▶ Your instructions: Each entry in the block below needs to be copied out exactly.

Start of Exercise data

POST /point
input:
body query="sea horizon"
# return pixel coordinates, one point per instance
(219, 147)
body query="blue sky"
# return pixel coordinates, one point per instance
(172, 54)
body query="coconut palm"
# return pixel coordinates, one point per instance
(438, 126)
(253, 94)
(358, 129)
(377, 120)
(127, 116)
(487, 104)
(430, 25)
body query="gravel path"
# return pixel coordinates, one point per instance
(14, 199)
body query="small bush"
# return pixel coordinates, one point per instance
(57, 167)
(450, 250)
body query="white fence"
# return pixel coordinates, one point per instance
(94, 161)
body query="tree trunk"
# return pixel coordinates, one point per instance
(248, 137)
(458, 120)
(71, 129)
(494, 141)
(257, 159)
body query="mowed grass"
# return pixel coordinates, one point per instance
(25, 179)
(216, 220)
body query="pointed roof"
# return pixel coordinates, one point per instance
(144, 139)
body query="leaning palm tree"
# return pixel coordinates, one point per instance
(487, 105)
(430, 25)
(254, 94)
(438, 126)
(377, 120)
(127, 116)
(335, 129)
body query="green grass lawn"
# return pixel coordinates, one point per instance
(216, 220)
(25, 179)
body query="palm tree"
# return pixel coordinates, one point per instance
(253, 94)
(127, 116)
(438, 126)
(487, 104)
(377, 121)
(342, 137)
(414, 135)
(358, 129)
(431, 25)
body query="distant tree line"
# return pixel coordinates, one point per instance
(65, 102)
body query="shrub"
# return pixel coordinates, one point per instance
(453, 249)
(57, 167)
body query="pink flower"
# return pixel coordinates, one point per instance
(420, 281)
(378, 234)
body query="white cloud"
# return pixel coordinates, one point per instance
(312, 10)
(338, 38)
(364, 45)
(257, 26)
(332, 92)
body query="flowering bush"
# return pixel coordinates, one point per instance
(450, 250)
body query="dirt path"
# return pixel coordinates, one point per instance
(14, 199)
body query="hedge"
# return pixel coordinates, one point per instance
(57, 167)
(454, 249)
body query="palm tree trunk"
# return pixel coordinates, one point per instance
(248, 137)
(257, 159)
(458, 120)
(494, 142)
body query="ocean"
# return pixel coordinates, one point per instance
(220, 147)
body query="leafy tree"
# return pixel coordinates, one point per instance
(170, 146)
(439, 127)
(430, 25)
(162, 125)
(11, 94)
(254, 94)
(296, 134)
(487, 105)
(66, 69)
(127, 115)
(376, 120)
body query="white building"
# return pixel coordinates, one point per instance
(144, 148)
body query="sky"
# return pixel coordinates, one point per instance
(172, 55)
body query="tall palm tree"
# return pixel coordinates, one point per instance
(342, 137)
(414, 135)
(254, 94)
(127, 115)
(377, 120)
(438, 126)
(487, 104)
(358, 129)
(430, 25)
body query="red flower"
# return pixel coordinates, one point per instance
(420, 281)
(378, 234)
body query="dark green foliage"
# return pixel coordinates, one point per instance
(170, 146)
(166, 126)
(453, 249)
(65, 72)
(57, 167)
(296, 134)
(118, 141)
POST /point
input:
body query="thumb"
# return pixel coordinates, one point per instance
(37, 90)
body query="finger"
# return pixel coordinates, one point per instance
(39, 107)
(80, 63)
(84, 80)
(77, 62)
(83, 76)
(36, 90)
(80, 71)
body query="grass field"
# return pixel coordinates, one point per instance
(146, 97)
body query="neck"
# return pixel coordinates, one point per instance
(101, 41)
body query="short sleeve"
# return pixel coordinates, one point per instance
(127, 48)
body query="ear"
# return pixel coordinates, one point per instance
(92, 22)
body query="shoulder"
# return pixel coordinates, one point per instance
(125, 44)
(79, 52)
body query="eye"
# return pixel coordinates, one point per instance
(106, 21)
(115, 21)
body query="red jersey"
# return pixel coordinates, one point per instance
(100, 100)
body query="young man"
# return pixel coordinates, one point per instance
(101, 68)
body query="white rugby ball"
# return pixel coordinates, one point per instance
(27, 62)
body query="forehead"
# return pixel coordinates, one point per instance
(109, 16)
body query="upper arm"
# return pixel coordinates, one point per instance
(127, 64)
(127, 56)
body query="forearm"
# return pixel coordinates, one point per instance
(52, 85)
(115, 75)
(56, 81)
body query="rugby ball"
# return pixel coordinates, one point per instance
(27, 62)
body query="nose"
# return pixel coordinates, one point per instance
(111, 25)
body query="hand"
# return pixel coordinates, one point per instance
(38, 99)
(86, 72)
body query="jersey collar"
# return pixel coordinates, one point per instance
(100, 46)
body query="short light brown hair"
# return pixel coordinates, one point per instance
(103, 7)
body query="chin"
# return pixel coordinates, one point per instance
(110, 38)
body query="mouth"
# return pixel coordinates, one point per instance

End of Exercise data

▶ Exercise solution:
POST /point
input:
body query="sea horizon"
# return pixel coordinates, one point per instance
(219, 147)
body query="blue sky"
# return pixel coordinates, one point per instance
(172, 54)
body query="coconut palm"
# return pixel coordinates, one point per instance
(438, 126)
(253, 94)
(358, 129)
(377, 120)
(127, 116)
(487, 104)
(430, 25)
body query="gravel path"
# return pixel coordinates, one point per instance
(14, 199)
body query="small bush"
# return pixel coordinates, one point per instance
(57, 167)
(450, 250)
body query="white fence"
# return pixel coordinates, one point per instance
(94, 161)
body query="tree trunk"
# return pixel coordinates, one point per instance
(248, 137)
(458, 120)
(71, 129)
(494, 141)
(257, 159)
body query="mowed grass"
# return pixel coordinates, one point per instance
(25, 179)
(216, 220)
body query="pointed roof"
# return pixel coordinates, one point per instance
(144, 139)
body query="leaning palm tree"
# return pixel coordinates, one point per instance
(487, 105)
(430, 25)
(254, 94)
(438, 126)
(377, 120)
(127, 116)
(335, 129)
body query="green grass lawn"
# return pixel coordinates, one point per instance
(216, 220)
(25, 179)
body query="palm tree"
# return pixel coordinates, one point per instance
(253, 94)
(127, 116)
(438, 126)
(487, 104)
(377, 121)
(342, 137)
(414, 135)
(358, 129)
(431, 25)
body query="distant tree line"
# return pixel coordinates, one point per instance
(65, 102)
body query="shrub"
# return pixel coordinates, one point per instance
(453, 249)
(57, 167)
body query="pink flower"
# return pixel coordinates, one point per instance
(420, 281)
(378, 234)
body query="white cloud"
# return pixel coordinates, one point per instance
(312, 10)
(338, 38)
(364, 45)
(257, 26)
(332, 92)
body query="flowering bush"
# return pixel coordinates, one point per instance
(450, 250)
body query="dirt path"
# return pixel coordinates, one point per instance
(14, 199)
body query="hedge"
# return pixel coordinates, one point per instance
(57, 167)
(454, 249)
body query="palm tree trunk"
# return pixel coordinates, one point per instance
(248, 137)
(257, 159)
(458, 120)
(494, 142)
body query="ocean"
# return pixel coordinates, one point per instance
(220, 147)
body query="leafy tree"
# return pixel coordinates, one point per instance
(170, 146)
(439, 127)
(430, 25)
(162, 125)
(11, 94)
(254, 94)
(296, 134)
(487, 105)
(66, 69)
(127, 115)
(376, 120)
body query="white building"
# return pixel coordinates, one point per instance
(144, 148)
body query="sky"
# return pixel coordinates, one point per instance
(172, 55)
body query="tall palm tree"
# return pixel coordinates, one point per instance
(342, 137)
(414, 135)
(254, 94)
(127, 115)
(377, 120)
(438, 126)
(487, 104)
(358, 129)
(430, 25)
body query="red flower"
# return pixel coordinates, one point per instance
(420, 281)
(378, 234)
body query="dark green foliage"
# return pixel coordinates, one point per instance
(170, 146)
(166, 126)
(453, 249)
(65, 72)
(57, 167)
(296, 134)
(118, 141)
POST /point
input:
body query="thumb"
# return pixel coordinates, one point per instance
(37, 90)
body query="finger"
# return pixel coordinates, one point per instance
(39, 107)
(80, 63)
(84, 80)
(77, 62)
(83, 76)
(36, 90)
(80, 71)
body query="grass field"
# return pixel coordinates, one point per instance
(146, 97)
body query="neck"
# return pixel coordinates, one point per instance
(101, 41)
body query="short sleeve"
# return pixel coordinates, one point per instance
(127, 48)
body query="ear"
# return pixel coordinates, one point per instance
(92, 22)
body query="shoulder"
# return pixel coordinates, one point per instance
(125, 44)
(79, 52)
body query="eye"
# return pixel coordinates, one point per instance
(106, 21)
(115, 21)
body query="red jersey"
# return pixel coordinates, one point per instance
(100, 100)
body query="young man"
# return pixel coordinates, one point per instance
(101, 68)
body query="white rugby ball"
# return pixel coordinates, one point per instance
(27, 62)
body query="forehead"
# return pixel coordinates, one point per instance
(109, 16)
body query="upper arm"
# return pixel coordinates, one point per instance
(127, 64)
(127, 56)
body query="forearm"
# return pixel coordinates, one point per instance
(52, 85)
(115, 75)
(56, 81)
body query="rugby ball"
# return pixel coordinates, one point per instance
(27, 62)
body query="nose"
# return pixel coordinates, one point per instance
(111, 25)
body query="hand"
# return pixel coordinates, one point per instance
(38, 99)
(86, 72)
body query="jersey collar"
# return pixel coordinates, one point per instance
(100, 46)
body query="short light brown hair"
# return pixel coordinates, one point per instance
(103, 7)
body query="chin"
# return pixel coordinates, one point per instance
(110, 38)
body query="mouth"
# return pixel coordinates, one point per instance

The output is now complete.